REQUESTS:
a: Answer each question from the notebook excerpt, one per line, marked (i), (ii), (iii): (i) What is the name of the CSV file that the code loads? (ii) What default value does the head method give to n? (iii) What does head return when n is negative?
b: The notebook excerpt names the kinds of things that the help() function can give detailed information about. List all of them.
### SOURCE DOCUMENT ###
Resolving deltas: 100% (31/31), done.


In [5]:
mktdata = pd.read_csv('demand-estimation-clone/python-tutorial-sep-19/GPS1_data.csv',index_col=0) # load csv file from github repo
mktdata.head(10) # preview first 10 lines of the dataset

Unnamed: 0,month,product,price,sales
0,1,1,5.51,32
1,1,2,6.48,36
2,2,1,8.83,26
3,2,2,7.66,38
4,3,1,5.9,33
5,3,2,4.7,44
6,4,1,8.33,18
7,4,2,8.53,34
8,5,1,7.24,43
9,5,2,9.28,22


The `help()` function can be used to get detailed information about functions, methods, classes and modules. You can pass any Python object to the help() function to get documentation.

In [6]:
# Call `help` function
help(mktdata.head)

Help on method head in module pandas.core.generic:

head(n: 'int' = 5) -> 'Self' method of pandas.core.frame.DataFrame instance
    Return the first `n` rows.
    
    This function returns the first `n` rows for the object based
    on position. It is useful for quickly testing if your object
    has the right type of data in it.
    
    For negative values of `n`, this function returns all rows except
    the last `|n|` rows, equivalent to ``df[:n]``.
### DATA EXTRACT ###
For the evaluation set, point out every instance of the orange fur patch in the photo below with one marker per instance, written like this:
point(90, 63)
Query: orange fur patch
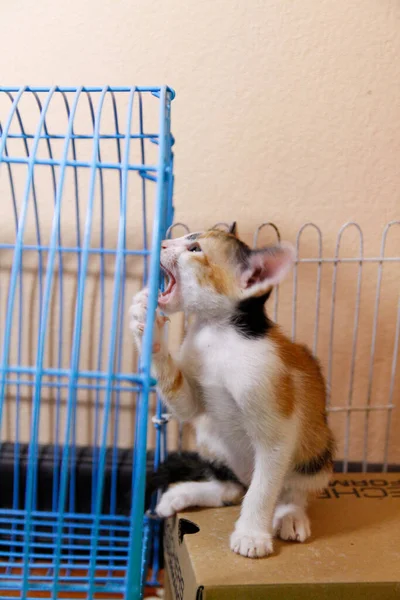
###
ANSWER SET:
a:
(i) GPS1_data.csv
(ii) 5
(iii) All rows except the last |n| rows.

b:
functions
methods
classes
modules